**Given records**
— start —
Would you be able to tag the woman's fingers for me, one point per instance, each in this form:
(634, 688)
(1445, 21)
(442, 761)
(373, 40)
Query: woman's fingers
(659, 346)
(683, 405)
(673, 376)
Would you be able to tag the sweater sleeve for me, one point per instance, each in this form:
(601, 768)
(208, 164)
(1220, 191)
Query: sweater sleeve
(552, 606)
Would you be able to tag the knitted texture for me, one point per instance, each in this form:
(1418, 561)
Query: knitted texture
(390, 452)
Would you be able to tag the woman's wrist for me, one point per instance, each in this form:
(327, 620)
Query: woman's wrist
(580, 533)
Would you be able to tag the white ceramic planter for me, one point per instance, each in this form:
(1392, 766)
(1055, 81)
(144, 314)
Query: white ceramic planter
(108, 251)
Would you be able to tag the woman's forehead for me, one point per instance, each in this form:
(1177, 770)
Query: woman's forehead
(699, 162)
— end —
**Stated exercise**
Transcribe the data above in full, exactly.

**Full response**
Would you be able to tag the woman's fingers for me, one point per instance, each in this form:
(634, 688)
(1445, 21)
(442, 761)
(373, 40)
Query: woman's fingers
(659, 346)
(683, 405)
(673, 376)
Would you be able to tag the sweater sleeve for me, one point per instance, each in this form:
(601, 768)
(208, 164)
(1220, 191)
Query: sweater sleeve
(552, 606)
Would you be able to tag the knitted texture for me, one point per instance, each in this form:
(1418, 561)
Query: knitted texture
(390, 452)
Would you be able to tag the woman's wrist for me, one point per instance, each in this form:
(327, 620)
Query: woman's wrist
(580, 533)
Would you be able to tag the white ceramic planter for me, one point per instance, each in this form:
(1392, 766)
(1055, 81)
(144, 314)
Query: white ceramic planter
(108, 251)
Would you be able to tag the woman's forehead for me, one point per instance, each in this form:
(1177, 770)
Query: woman's forehead
(699, 162)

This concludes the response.